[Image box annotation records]
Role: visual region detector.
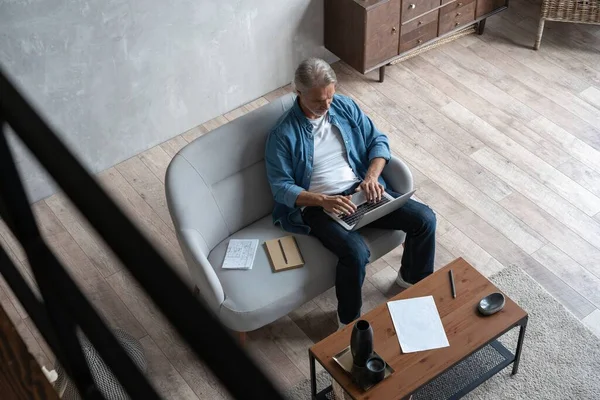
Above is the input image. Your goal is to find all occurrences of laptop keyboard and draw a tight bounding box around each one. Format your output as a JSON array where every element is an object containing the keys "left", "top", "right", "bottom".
[{"left": 340, "top": 197, "right": 390, "bottom": 226}]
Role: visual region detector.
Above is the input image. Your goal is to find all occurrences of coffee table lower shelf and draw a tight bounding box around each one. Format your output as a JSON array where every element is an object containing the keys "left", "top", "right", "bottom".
[{"left": 311, "top": 340, "right": 515, "bottom": 400}]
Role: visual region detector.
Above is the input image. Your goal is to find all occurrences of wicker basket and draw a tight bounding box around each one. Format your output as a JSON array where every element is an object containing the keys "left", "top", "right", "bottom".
[{"left": 534, "top": 0, "right": 600, "bottom": 50}]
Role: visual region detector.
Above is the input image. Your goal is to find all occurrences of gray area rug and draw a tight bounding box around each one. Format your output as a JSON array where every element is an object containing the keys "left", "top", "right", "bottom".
[{"left": 286, "top": 266, "right": 600, "bottom": 400}]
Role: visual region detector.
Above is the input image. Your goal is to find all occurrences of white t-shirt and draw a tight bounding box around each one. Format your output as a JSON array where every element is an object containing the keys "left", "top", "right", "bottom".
[{"left": 308, "top": 113, "right": 358, "bottom": 194}]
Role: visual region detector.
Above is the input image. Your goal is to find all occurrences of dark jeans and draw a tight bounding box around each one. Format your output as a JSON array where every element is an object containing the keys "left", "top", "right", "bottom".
[{"left": 303, "top": 190, "right": 436, "bottom": 324}]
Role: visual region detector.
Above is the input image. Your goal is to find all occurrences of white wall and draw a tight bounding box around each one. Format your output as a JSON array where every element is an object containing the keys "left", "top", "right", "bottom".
[{"left": 0, "top": 0, "right": 333, "bottom": 201}]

▶ _Request_:
Pick out every line of the data above that contains the word "white" and copy each of those lines in full. Treat uppercase and lowercase as different when matching.

▶ _Result of the exercise_:
Above is the input image. Your goal is to find all occurrences of white t-shirt and draw a tight bounding box around each one. Format your output as a JSON array where every element is an object containing the keys "left", "top", "right", "bottom".
Above is the input image. Your goal is to find all occurrences of white wall and draw a tight bounding box around each one. Format your output as a JSON array where every element is an object containing the keys "left", "top", "right", "bottom".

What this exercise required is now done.